* [Text]
□ □ □ □

Bekannt geblieben ist er als der Verfasser des populären Weihnachtsliedes „O du fröhliche“. Als Johannes Daniel Falk es 1816 verfasste, trug es den Titel „Allerdreifeiertagslied“, denn die drei Strophen gelten im Original Weihnachten, Ostern und Pfingsten. Ein sizilianisches Schifferlied, an die Jungfrau Maria gerichtet, aus Herders Liedersammlung „Stimmen der Völker“ hat wohl als Anregung gedient, doch zum Weihnachtslied wurde es erst durch die Bearbeitung der zweiten und dritten Strophe durch einen Gehilfen Falks.

□ □ □ □

* [Einträge mit Begrenzungsrahmen-Annotationen]
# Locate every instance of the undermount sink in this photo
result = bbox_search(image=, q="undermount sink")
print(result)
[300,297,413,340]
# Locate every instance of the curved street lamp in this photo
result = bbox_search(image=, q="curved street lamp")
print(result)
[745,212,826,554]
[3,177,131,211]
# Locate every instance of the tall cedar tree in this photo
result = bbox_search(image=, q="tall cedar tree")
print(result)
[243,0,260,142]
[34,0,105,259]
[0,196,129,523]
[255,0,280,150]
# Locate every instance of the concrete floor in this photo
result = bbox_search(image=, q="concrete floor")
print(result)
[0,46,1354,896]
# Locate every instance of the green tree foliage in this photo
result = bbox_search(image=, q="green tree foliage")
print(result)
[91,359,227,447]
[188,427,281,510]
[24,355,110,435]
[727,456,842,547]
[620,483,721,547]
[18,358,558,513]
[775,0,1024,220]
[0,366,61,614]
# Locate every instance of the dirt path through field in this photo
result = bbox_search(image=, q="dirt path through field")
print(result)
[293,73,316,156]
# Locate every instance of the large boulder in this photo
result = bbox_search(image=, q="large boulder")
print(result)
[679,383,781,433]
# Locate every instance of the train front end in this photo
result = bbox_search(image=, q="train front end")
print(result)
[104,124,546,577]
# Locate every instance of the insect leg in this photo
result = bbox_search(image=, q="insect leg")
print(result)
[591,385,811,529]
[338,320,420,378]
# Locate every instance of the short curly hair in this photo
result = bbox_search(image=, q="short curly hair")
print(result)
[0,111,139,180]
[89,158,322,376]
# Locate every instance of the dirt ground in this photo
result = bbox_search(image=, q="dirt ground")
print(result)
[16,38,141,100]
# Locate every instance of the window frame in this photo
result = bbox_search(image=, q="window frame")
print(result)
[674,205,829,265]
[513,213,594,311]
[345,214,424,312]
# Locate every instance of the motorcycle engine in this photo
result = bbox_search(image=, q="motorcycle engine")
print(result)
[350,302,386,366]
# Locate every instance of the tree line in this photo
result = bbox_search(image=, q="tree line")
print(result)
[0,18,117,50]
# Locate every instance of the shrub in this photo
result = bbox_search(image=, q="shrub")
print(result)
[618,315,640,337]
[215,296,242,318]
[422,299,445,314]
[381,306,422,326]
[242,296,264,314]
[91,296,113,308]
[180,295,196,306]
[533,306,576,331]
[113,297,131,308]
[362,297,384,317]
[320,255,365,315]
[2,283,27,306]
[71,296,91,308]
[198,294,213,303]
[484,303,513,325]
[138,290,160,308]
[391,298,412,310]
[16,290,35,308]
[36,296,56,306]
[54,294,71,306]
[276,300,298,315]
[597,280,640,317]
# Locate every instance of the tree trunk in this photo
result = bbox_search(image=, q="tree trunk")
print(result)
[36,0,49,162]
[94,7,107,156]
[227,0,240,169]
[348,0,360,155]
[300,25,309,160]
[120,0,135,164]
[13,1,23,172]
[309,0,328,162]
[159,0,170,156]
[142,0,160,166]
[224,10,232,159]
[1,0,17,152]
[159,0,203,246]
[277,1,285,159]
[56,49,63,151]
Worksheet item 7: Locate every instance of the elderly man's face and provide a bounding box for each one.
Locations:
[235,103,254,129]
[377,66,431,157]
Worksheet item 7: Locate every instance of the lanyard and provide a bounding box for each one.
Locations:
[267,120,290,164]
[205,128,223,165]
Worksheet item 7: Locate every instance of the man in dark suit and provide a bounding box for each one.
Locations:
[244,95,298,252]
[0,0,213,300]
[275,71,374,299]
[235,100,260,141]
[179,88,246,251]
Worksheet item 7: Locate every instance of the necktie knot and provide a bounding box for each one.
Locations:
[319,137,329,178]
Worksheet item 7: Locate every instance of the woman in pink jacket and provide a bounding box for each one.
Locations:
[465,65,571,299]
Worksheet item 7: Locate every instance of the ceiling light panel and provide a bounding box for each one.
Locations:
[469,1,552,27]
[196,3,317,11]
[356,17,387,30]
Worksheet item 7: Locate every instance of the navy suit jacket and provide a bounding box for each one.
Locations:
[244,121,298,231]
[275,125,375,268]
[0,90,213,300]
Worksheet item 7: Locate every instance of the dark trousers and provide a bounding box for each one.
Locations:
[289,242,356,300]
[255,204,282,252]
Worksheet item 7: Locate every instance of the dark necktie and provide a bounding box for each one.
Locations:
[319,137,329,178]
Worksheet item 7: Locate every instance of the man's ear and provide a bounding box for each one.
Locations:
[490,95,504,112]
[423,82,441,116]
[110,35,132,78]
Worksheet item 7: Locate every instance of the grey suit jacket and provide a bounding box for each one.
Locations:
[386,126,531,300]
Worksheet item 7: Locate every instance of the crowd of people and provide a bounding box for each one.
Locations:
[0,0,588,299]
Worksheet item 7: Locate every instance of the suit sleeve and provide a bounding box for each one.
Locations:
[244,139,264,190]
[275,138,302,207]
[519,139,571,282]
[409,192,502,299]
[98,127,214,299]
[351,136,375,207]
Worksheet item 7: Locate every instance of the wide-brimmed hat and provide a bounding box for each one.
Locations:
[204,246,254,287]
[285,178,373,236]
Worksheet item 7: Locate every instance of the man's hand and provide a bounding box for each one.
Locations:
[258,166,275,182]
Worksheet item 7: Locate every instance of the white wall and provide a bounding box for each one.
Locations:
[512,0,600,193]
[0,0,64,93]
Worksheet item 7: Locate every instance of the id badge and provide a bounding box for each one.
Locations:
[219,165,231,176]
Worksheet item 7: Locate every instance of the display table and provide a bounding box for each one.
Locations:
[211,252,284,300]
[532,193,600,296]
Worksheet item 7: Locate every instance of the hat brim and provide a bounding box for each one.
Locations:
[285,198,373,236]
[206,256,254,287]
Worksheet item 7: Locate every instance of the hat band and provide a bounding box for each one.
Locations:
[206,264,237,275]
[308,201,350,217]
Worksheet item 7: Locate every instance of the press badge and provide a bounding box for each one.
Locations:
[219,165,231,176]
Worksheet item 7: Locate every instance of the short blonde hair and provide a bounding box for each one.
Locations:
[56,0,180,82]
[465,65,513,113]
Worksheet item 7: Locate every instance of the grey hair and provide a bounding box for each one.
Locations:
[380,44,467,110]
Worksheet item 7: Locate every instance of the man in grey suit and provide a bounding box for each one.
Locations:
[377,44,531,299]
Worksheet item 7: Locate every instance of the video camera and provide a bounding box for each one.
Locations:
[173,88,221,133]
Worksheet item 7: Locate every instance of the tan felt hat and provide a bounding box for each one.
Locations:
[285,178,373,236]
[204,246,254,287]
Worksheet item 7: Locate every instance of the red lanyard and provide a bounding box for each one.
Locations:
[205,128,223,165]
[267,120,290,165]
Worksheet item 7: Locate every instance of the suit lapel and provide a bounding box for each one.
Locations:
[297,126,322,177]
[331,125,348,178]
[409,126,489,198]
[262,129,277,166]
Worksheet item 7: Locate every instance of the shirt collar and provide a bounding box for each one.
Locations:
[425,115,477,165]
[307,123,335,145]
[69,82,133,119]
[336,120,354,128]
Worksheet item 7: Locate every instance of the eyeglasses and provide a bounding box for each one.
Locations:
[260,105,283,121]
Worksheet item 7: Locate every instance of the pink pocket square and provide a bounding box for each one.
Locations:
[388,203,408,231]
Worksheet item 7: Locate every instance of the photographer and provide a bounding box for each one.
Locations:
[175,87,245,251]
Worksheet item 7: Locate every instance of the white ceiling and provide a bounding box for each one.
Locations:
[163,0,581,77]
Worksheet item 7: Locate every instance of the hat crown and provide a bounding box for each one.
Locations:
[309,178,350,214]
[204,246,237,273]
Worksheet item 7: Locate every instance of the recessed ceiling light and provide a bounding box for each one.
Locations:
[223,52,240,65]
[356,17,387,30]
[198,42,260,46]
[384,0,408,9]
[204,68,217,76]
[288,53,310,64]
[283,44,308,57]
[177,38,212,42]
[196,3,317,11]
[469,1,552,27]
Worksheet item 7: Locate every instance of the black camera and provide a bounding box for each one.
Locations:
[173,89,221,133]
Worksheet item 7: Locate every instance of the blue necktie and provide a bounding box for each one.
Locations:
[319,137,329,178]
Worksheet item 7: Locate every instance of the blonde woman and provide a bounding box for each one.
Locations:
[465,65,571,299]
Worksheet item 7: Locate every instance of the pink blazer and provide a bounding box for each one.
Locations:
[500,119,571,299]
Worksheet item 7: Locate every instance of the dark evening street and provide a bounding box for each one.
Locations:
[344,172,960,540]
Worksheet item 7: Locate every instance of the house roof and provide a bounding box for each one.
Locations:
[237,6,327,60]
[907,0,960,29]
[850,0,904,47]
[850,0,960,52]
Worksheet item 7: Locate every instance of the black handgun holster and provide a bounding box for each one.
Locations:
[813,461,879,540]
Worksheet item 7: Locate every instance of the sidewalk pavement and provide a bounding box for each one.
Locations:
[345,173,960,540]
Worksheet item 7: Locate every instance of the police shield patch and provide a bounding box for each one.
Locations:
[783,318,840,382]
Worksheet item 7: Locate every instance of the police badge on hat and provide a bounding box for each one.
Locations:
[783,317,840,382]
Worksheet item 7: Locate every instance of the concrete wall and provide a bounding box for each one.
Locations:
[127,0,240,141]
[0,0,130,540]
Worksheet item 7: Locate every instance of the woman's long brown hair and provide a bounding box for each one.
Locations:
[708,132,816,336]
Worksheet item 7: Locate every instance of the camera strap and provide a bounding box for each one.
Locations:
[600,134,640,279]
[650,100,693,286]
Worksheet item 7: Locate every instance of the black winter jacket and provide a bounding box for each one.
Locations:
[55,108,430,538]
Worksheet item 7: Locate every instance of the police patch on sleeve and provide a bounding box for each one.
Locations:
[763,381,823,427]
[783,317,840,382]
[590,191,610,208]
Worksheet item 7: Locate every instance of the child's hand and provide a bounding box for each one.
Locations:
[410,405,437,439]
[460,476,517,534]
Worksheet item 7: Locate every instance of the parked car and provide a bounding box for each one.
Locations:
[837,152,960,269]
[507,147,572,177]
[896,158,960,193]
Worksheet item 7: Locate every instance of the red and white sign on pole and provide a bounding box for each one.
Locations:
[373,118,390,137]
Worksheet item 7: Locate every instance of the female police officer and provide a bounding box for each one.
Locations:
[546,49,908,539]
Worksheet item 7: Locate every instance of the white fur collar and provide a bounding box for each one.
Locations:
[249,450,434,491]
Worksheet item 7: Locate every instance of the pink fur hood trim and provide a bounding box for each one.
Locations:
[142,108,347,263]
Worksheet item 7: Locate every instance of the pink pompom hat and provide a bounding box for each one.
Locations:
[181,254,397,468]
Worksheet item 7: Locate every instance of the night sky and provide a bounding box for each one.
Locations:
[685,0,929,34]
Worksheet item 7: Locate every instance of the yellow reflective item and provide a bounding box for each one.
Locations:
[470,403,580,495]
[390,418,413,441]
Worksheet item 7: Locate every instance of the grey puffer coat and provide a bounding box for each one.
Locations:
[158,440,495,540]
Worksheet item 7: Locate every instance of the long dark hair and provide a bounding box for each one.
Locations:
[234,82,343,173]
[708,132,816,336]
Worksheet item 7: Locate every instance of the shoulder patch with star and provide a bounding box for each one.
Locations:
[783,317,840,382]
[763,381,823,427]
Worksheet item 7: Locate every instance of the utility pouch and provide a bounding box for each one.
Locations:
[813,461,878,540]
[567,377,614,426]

□ □ □ □

* [Aufgabenstellung]
Schreibe bitte den Text über das Lied „O du fröhliche“ vollständig und wortgetreu ab. Die Einträge sind eigenständiges Material und gehören nicht zum Text.

* [Lösung]
Bekannt geblieben ist er als der Verfasser des populären Weihnachtsliedes „O du fröhliche“. Als Johannes Daniel Falk es 1816 verfasste, trug es den Titel „Allerdreifeiertagslied“, denn die drei Strophen gelten im Original Weihnachten, Ostern und Pfingsten. Ein sizilianisches Schifferlied, an die Jungfrau Maria gerichtet, aus Herders Liedersammlung „Stimmen der Völker“ hat wohl als Anregung gedient, doch zum Weihnachtslied wurde es erst durch die Bearbeitung der zweiten und dritten Strophe durch einen Gehilfen Falks.